▸ **Task prompt**:
Copy the data below line for line, with no changes.

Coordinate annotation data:

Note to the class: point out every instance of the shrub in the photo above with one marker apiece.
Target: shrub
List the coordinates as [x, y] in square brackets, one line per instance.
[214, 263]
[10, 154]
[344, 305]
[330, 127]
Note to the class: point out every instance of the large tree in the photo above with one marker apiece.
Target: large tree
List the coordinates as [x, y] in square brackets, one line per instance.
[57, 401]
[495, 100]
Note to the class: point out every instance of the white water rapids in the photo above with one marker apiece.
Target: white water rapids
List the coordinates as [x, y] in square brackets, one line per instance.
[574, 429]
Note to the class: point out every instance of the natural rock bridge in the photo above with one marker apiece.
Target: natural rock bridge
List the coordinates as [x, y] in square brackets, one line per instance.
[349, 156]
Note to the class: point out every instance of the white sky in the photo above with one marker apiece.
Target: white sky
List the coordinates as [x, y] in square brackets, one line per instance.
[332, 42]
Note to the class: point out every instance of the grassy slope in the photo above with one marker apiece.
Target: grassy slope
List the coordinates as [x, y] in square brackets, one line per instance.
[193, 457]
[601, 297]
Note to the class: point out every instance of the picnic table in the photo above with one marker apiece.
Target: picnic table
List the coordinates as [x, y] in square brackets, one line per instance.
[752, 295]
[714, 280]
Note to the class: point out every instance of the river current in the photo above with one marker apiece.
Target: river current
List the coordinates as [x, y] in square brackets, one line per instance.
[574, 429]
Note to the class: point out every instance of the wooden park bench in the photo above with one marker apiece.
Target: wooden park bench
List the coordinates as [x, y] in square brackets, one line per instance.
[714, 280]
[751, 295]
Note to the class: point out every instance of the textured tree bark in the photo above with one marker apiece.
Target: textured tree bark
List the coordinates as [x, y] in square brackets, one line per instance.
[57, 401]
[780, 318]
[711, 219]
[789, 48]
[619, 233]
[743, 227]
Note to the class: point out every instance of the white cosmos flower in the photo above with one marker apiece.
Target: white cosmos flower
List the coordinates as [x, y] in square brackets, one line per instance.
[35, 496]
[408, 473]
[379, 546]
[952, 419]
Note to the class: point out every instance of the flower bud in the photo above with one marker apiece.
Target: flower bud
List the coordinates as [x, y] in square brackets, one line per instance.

▸ **Written response**:
Note to the class: point out every instance of the shrub in the photo above with one marker apiece.
Target: shrub
List the coordinates as [x, y] in square brackets, one line per instance.
[214, 263]
[10, 154]
[344, 305]
[330, 127]
Note to the class: point out every instance of the large tree in the photo above with one marker apiece.
Target: large tree
List the coordinates as [x, y] in square brackets, one line per instance.
[57, 401]
[495, 100]
Note to the class: point out every instance of the white water rapids in the photo above with one marker apiece.
Target: white water rapids
List the coordinates as [x, y] in square brackets, one line per instance.
[574, 429]
Note to the class: point out every instance of the natural rock bridge in the photo above with one marker apiece.
Target: natural rock bridge
List the coordinates as [x, y] in square brackets, one line per instance.
[349, 156]
Note to the class: point out every instance of the white sky in the photo above with one marker apiece.
Target: white sky
List the coordinates as [x, y] in square brackets, one line per instance.
[332, 42]
Note to the class: point out every instance of the grassy slope in the photo above with one marker apiece.
Target: grassy slope
List the coordinates as [x, y] in square brackets, one line per instance.
[193, 457]
[601, 297]
Note to the class: point out every instance of the picnic table in the photo above with one marker apiece.
Target: picnic table
List the coordinates as [x, y] in square brackets, one line per instance.
[752, 295]
[714, 280]
Note to the class: point out every instance of the river current in the photo above with one marker apiece.
Target: river current
List the coordinates as [x, y] in square brackets, one line per instance.
[574, 429]
Note to the class: point out every instance of the wooden park bench in the photo above with one marker apiece.
Target: wooden park bench
List the coordinates as [x, y] in square brackets, one line per instance.
[714, 280]
[751, 295]
Note to the class: point out every instance of the textured tree bark in the photo above with one marker apiece.
Target: textured tree bark
List the coordinates as [x, y] in square brackets, one line per instance.
[57, 401]
[780, 318]
[711, 219]
[789, 48]
[619, 233]
[743, 227]
Note to the class: point out every instance of the white cosmos flower in the photo above with one marker apiece.
Target: white cosmos flower
List the coordinates as [x, y] in square brackets, one line per instance.
[35, 496]
[408, 473]
[379, 546]
[952, 419]
Note to the class: point out every instance of the flower bud in the photo above with one marker apiece.
Target: flower bud
List the coordinates as [x, y] in square brackets, one line per instance.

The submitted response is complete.